→ Work to do: Retype, without alteration, each line from the line containing "the treadmill belt" to the final line of the records.

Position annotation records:
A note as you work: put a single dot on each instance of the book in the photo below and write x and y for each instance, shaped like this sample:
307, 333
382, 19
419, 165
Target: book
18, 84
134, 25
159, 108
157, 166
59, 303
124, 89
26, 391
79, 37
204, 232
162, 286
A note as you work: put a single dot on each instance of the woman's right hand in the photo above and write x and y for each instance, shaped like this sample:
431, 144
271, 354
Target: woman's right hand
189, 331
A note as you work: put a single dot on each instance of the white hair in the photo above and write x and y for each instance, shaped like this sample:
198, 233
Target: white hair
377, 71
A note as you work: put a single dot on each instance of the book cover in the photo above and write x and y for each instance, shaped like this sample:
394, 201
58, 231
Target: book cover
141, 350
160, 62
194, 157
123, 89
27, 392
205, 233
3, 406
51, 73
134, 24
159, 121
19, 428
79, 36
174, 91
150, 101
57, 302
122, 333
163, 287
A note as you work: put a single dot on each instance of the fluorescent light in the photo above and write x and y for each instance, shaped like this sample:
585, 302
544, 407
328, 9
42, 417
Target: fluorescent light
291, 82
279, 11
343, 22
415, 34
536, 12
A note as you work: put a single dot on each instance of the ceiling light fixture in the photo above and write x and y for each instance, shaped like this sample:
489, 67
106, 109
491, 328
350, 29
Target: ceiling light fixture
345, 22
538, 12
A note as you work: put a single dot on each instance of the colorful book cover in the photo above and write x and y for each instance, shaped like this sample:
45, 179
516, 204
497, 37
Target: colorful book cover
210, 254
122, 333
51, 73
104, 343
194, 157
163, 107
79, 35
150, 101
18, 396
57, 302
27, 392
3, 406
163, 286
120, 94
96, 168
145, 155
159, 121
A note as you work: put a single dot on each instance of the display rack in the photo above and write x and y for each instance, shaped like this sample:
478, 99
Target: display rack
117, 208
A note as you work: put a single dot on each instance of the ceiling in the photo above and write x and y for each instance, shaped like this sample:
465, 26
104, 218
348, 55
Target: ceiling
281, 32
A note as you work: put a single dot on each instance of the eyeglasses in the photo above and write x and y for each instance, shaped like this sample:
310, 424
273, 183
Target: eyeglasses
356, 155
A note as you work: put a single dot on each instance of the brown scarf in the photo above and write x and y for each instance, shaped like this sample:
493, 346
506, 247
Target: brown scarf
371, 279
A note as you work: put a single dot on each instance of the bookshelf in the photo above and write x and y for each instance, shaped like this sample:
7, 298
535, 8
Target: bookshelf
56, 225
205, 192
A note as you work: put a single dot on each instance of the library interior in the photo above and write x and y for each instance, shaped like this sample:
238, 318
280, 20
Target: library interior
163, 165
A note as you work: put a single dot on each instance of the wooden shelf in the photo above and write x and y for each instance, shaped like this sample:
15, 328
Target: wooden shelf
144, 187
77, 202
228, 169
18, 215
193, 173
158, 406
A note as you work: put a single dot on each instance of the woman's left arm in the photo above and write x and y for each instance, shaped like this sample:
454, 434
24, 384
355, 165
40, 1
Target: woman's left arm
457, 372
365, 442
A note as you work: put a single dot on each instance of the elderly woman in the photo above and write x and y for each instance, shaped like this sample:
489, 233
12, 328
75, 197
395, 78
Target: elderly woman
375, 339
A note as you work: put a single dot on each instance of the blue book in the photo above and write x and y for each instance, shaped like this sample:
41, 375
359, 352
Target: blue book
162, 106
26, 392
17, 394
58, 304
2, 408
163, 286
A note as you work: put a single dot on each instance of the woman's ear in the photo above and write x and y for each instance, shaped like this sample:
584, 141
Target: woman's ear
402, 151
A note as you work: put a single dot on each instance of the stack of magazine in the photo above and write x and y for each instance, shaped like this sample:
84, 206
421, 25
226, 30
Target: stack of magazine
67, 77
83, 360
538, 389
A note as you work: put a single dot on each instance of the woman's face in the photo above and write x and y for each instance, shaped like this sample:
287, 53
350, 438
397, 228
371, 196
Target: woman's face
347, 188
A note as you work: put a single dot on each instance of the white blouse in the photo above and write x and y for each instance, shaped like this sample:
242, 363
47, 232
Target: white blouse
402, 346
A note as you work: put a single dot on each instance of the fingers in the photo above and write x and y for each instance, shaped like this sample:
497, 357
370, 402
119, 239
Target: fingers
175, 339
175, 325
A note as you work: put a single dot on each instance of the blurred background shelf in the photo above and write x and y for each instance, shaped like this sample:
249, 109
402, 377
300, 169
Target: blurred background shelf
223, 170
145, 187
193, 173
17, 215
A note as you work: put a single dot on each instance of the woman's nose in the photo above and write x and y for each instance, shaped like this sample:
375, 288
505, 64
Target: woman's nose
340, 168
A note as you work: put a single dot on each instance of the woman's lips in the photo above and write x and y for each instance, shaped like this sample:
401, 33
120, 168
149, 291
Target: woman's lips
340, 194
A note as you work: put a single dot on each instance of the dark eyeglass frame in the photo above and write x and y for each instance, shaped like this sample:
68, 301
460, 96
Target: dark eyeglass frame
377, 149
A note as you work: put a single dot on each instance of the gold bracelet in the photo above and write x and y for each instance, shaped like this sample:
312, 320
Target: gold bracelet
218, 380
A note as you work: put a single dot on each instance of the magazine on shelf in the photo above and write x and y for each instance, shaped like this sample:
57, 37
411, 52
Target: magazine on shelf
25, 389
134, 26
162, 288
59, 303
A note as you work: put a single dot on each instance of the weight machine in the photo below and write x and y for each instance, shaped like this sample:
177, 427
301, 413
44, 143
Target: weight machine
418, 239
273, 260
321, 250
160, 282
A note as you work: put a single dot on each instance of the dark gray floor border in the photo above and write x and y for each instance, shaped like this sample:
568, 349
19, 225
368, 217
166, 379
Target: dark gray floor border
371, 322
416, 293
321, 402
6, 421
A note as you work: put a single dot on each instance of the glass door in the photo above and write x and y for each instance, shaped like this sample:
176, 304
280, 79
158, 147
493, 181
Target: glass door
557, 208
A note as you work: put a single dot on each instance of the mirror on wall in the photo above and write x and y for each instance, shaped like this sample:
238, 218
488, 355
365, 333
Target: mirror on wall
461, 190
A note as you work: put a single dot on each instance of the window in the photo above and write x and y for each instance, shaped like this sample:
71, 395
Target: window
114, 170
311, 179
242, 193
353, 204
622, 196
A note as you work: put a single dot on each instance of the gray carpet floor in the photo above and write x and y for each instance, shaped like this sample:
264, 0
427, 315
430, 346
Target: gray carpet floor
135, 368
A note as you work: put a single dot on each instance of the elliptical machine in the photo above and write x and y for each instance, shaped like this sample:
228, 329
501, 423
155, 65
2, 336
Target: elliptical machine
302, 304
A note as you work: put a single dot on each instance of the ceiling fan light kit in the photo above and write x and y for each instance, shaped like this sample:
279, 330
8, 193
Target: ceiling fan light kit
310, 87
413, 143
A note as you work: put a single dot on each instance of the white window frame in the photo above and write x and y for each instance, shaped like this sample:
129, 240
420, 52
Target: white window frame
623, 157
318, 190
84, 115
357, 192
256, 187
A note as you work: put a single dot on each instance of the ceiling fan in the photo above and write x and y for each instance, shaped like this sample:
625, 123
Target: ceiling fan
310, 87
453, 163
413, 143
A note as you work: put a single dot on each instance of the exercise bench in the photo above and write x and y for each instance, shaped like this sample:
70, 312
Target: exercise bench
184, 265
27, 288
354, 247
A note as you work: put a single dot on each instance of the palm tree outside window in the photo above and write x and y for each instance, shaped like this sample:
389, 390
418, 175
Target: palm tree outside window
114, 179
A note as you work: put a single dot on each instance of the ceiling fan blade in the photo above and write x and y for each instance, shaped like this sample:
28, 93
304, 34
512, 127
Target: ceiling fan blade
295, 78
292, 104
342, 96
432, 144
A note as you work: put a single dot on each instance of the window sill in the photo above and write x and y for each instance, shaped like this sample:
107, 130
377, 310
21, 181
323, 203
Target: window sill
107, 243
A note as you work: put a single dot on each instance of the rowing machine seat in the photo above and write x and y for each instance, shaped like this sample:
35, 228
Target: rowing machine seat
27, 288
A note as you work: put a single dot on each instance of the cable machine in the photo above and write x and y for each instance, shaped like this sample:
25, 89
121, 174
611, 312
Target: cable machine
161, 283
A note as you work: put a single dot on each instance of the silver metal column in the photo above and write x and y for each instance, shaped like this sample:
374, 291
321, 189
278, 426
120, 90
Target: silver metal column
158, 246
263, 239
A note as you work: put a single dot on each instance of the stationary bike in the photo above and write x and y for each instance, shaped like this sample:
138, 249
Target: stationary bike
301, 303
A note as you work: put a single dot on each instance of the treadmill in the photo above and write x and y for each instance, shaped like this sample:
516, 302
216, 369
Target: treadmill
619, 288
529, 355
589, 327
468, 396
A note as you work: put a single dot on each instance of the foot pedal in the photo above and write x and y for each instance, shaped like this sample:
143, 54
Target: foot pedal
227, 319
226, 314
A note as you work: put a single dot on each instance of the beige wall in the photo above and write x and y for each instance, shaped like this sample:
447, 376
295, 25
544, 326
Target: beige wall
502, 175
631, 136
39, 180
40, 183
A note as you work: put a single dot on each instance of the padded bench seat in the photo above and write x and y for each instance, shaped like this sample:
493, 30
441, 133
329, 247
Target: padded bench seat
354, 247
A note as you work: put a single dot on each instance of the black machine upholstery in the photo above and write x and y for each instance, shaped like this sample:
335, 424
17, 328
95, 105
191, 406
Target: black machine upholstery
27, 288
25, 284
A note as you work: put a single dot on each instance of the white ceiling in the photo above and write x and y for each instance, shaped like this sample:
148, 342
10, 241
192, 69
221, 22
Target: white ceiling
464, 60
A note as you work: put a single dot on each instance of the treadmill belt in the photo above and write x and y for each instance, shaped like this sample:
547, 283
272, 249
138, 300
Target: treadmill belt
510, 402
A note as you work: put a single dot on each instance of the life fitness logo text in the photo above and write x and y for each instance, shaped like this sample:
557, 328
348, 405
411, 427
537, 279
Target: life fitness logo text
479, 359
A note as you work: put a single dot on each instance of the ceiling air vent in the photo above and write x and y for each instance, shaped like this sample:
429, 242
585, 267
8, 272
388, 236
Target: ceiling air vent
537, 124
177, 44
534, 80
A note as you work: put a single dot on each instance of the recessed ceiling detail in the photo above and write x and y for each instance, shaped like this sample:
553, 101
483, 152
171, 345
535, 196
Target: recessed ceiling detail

→ The output:
A note as you work: put a single dot on each instance of the treadmill belt in the photo above and write x and y for each instance, shaped like this sample:
547, 283
272, 249
138, 300
Target: treadmill belt
510, 402
A note as you work: put a single dot on each instance of the life fitness logo text in the photo above and write x and y for each instance, shaped like this sample:
557, 328
348, 405
411, 427
537, 279
Target: life fitness logo text
479, 359
A note as you work: put a single dot on each instance of the ceiling air vent in the photo above and write x and y for each instance, shaped like this sample:
429, 242
585, 267
8, 272
388, 236
Target: ceiling air vent
537, 124
177, 44
534, 80
A note as you work: put a single dot on each instance of the recessed ceiling detail in the photo above and write x and y for each instance, shaped like this sample:
553, 101
483, 152
171, 345
535, 196
Target: recessed ceiling detail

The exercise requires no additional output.